Quoted passage:

◆ ◆ ◆

Voice memo to task list via Whisper

A mobile app that transcribes voice memos with Whisper and extracts structured tasks, deadlines, and project labels — so thinking out loud during a walk turns into an organized to-do list.

The idea

You dictate a rambling voice memo on your commute — half brain-dump, half to-do list — and the app turns it into structured tasks by the time you sit down at your desk. It uses OpenAI Whisper for transcription, then a small extraction prompt to pull out action items, optional deadlines, and project labels. The result lands in a local task store you can export to JSON or push to a task manager of your choice.

Why build this

Voice is faster than typing for capturing ideas in motion, but the output — an unstructured audio blob — is nearly useless for task management. Converting audio to text is a solved problem; converting that text to structured tasks is still a manual step for most people. Whisper is now fast and accurate enough to run on-device via whisper.cpp, and extraction with a small language model is cheap and reliable. The people who would use this are already recording voice memos — they just need the extraction layer.

Stack sketch

React Native (Expo) for cross-platform iOS/Android
react-native-whisper wrapping whisper.cpp for on-device transcription (no audio leaves the phone)
Claude Haiku or a local Ollama model for task extraction via a structured-output prompt returning [{ task, deadline?, project? }]
SQLite via expo-sqlite for local task storage
Optional: n8n webhook to forward accepted tasks to Todoist, Linear, or Notion

Scope for v1

Record a voice memo in-app or import an existing audio file from the share sheet
Transcribe on-device with the Whisper small model (works offline)
Extract tasks with a single-shot prompt; return a JSON array of task objects
Review screen: accept, edit, or discard each extracted task individually
Export accepted tasks to a plain JSON file
Out of scope: cloud sync, user accounts, native integrations with third-party task managers, background processing

Where it could go

The most direct expansion is native task-manager integration — push accepted tasks straight into Todoist, Apple Reminders, or Linear without a copy-paste step. A share-sheet extension would let users pipe recordings from the stock Voice Memos app directly into the extraction flow without switching to a separate recorder.

◆ ◆ ◆

Directions: In the write-up on the voice memo app, which Whisper model does version 1 use to transcribe on the device?

Data extract:
◆ ◆ ◆

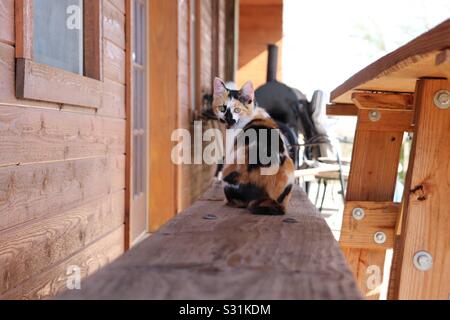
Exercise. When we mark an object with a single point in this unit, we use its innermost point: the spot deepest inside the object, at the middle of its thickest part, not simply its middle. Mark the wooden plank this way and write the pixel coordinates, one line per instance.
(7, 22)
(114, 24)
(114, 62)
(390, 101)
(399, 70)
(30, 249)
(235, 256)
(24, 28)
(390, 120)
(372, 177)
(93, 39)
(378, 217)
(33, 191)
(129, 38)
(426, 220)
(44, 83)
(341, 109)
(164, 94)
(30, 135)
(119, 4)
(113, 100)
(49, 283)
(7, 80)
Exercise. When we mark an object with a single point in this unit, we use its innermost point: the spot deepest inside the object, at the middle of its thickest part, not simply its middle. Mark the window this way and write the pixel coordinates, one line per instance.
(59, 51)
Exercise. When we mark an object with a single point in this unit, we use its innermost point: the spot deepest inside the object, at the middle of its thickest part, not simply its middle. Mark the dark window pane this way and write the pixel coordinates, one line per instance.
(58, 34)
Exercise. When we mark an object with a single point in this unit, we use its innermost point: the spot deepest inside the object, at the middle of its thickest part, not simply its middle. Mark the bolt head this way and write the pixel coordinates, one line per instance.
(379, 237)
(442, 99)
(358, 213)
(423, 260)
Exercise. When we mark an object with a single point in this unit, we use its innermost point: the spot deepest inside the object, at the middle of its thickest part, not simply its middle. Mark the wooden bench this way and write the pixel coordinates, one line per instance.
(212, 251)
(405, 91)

◆ ◆ ◆

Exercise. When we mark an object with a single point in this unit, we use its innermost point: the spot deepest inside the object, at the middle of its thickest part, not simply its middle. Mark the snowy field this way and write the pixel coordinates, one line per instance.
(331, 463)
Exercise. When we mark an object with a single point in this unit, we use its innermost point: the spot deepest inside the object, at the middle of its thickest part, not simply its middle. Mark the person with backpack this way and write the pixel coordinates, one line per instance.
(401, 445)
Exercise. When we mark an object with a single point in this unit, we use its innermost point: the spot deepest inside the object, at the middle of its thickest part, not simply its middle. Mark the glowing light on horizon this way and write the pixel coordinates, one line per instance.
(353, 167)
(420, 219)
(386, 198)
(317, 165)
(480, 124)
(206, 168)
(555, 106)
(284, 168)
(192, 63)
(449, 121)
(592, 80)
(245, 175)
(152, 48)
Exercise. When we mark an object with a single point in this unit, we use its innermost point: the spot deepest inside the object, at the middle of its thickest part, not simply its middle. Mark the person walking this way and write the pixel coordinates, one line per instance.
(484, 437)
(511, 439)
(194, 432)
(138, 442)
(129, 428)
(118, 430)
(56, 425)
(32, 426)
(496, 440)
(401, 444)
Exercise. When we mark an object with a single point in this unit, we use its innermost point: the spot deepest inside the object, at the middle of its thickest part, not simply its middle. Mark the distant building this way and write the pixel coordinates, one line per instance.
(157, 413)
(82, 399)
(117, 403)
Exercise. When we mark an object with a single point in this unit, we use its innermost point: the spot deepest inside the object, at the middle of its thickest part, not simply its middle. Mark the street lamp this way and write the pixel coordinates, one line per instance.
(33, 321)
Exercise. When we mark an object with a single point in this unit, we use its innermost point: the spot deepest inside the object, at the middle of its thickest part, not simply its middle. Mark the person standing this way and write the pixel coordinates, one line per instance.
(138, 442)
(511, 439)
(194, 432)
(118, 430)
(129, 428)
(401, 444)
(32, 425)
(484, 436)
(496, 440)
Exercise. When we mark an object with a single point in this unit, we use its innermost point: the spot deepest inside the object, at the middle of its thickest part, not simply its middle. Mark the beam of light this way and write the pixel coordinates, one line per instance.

◆ ◆ ◆

Solution below: The Whisper small model.